AIM
Print exactly the lines from the line with "the sky, and" to the last line of the data, please, both included.

RECORD EXCERPTS
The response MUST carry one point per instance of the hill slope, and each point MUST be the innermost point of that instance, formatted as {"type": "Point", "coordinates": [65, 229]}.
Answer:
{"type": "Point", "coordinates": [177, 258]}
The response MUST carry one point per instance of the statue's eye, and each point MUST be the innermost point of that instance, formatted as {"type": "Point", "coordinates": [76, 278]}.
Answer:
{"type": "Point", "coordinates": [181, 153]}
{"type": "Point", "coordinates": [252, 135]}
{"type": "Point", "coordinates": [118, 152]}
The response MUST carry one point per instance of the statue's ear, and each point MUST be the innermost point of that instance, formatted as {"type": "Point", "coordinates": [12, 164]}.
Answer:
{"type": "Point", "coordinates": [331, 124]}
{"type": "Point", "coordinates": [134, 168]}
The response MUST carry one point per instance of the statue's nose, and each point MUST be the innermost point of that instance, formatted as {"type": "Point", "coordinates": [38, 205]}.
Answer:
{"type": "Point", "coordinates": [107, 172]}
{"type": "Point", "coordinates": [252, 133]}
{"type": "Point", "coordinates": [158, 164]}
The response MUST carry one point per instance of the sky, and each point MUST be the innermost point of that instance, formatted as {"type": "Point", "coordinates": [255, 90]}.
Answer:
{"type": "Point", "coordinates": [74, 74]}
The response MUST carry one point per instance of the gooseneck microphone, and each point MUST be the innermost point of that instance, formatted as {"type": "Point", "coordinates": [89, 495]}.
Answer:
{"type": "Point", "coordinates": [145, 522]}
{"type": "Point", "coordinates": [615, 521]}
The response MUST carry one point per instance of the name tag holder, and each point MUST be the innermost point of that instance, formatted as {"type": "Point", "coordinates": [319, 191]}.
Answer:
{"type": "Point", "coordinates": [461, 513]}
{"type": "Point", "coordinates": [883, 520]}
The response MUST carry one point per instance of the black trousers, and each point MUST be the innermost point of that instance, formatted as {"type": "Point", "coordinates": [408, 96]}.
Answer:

ANSWER TO THE PROBLEM
The response MUST carry one point per instance of the sky, and each point MUST be the innermost point of that instance, formatted as {"type": "Point", "coordinates": [255, 90]}.
Answer:
{"type": "Point", "coordinates": [74, 74]}
The response MUST carry one point per instance of the gooseneck microphone, and each point MUST be the innermost point of that instance, formatted as {"type": "Point", "coordinates": [89, 495]}.
Answer:
{"type": "Point", "coordinates": [145, 522]}
{"type": "Point", "coordinates": [615, 521]}
The response MUST carry one point per instance of the name tag holder, and each point MUST be the innermost point of that instance, formatted as {"type": "Point", "coordinates": [319, 191]}.
Answer:
{"type": "Point", "coordinates": [461, 513]}
{"type": "Point", "coordinates": [883, 520]}
The response MUST carry one point per instance of the black trousers, and each point MUST be the innermost point of that instance, formatted as {"type": "Point", "coordinates": [408, 96]}.
Answer:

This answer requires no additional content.